**SOURCE EXTRACT**
Running a stade in Greece
A picture of a stade in Greece, on my tour of Europe in August, 1985

It was the first week of August, 1985. I was in Greece. And it was hot.

On a tour of Europe with some 50 American students ranging in age from 15 to 50, I was tired after half a day in a boat and buses. We had left Corfu, where we got about the beautiful resort island on Vespas, caressed by cool breezes and enchanting vistas. When we arrived in Delphi, close to midnight, the camping grounds were not ready to receive us, so we slept on a gravel lot.

Delphi was home to the Oracle, a priestess of Pythia who consulted to the rich and famous from the 7th century BC to the 4th century BC. But we didn’t visit the Oracle. Perhaps, hot and tired, I didn’t care. We did visit an ancient sports stadium, where the professor leading this band of students arranged foot races for us.

In ancient Greece, the most common foot race was a stade, which is about 200 yards (180 meters), and which was the length of a stadium. Our professor had us race the length of the stadium…and back…essentially the length of four soccer pitches…in the hot August mid-day sun. Two of our number passed out. I don’t recall my race. Maybe I passed out too.

Our mighty tour leader, Prof. Emmanuel Fenz, cheering us on.

**DATA RECORDS**
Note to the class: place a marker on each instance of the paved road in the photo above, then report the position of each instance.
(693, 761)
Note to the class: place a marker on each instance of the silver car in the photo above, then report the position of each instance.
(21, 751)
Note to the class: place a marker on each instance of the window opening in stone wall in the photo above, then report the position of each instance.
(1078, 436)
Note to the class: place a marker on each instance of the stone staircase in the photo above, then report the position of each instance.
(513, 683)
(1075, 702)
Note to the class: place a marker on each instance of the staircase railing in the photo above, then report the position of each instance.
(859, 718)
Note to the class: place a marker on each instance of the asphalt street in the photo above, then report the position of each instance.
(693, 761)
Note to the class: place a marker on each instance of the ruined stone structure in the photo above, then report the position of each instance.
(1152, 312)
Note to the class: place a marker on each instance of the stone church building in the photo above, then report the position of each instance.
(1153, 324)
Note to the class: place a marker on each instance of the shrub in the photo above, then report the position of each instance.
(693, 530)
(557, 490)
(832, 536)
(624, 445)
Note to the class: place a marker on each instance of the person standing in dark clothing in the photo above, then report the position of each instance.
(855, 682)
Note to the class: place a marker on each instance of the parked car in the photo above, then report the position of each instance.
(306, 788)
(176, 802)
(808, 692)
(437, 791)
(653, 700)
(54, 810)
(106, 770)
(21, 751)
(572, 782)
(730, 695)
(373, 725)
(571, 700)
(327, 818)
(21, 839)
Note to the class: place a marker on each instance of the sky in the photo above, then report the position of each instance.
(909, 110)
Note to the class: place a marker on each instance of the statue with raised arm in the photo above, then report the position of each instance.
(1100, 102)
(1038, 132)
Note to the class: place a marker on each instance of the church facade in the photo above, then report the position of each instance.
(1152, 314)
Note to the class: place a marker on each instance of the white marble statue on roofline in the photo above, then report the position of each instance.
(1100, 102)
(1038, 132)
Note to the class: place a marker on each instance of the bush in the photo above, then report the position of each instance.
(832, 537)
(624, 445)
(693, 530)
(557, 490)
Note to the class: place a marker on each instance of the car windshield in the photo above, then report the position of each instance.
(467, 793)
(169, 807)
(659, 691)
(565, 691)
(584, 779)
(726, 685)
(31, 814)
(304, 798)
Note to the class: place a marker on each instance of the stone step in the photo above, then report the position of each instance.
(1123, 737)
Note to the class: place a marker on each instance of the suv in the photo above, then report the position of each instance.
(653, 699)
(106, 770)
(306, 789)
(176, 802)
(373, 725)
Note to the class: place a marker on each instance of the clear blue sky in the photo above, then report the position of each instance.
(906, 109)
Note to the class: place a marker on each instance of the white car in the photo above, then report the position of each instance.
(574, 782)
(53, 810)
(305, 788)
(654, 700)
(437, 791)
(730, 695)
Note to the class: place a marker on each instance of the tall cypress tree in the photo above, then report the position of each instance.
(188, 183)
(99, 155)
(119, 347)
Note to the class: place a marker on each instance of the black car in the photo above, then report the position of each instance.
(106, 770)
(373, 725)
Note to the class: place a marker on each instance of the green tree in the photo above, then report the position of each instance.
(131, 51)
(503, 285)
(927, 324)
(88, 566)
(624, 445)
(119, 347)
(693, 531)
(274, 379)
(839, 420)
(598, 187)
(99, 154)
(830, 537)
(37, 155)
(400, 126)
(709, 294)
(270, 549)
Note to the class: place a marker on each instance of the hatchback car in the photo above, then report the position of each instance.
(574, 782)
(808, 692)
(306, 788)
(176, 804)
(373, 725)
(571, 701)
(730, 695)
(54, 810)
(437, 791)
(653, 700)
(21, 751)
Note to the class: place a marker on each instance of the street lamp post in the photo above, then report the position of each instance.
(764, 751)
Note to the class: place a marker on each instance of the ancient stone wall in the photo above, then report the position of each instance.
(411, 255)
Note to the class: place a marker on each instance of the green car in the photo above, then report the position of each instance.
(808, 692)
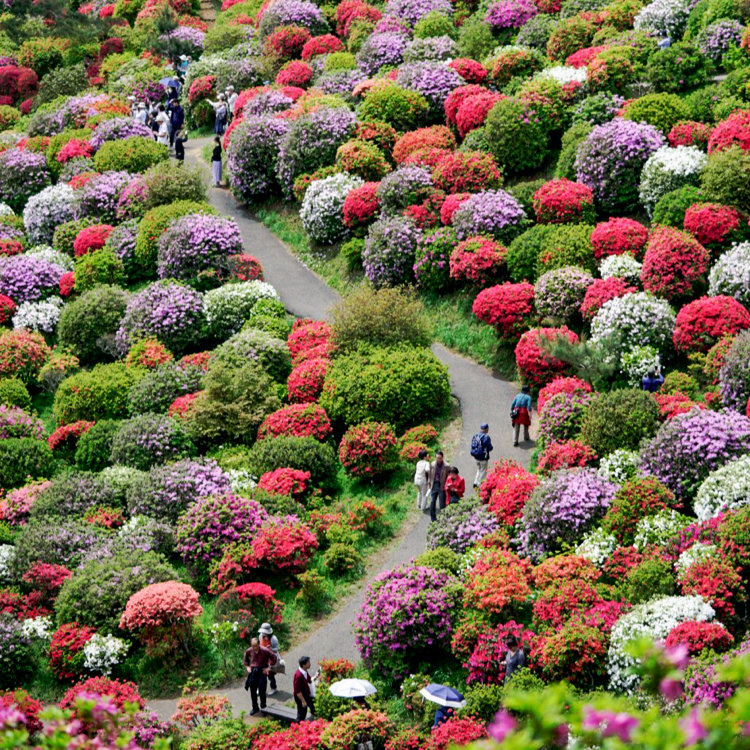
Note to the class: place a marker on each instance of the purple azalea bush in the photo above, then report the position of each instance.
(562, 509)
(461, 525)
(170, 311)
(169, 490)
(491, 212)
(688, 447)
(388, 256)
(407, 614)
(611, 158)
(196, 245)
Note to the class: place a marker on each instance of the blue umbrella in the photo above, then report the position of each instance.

**TASK REQUIREMENTS**
A: In the account of running a stade in Greece, how long was a stade?
B: Resume the account of running a stade in Greece after its final line.

**TASK-BY-TASK RESULTS**
A: About 200 yards (180 meters), which was the length of a stadium.

B:
But if I had known then what I knew now, I would have been ecstatic to be there! This was Greece – the birthplace of the Olympics. And Delphi was home to one of four athletic competitions, collectively regarded as the Panhellenic Games:

  • The Pythian Games: based in Delphi, the Pythian Games were held in honor of Apollo every four years – this was the location where Apollo was said to slay a monstrous python.
  • The Nemean Games: based in the northeastern part of the Peloponnese, Nemea is where the Nemean Lion lurked, slayed by Heracles; the Nemean Games were held biannually in honor of Zeus.
  • The Isthmian Games: named after the Isthmus of Corinth, a narrow strip of land which connects Peloponnese with the rest of Greece, the Isthmian Games were like the Nemean Games, were held the same two years as the Pythian Games; these games were held in honor of Poseidon.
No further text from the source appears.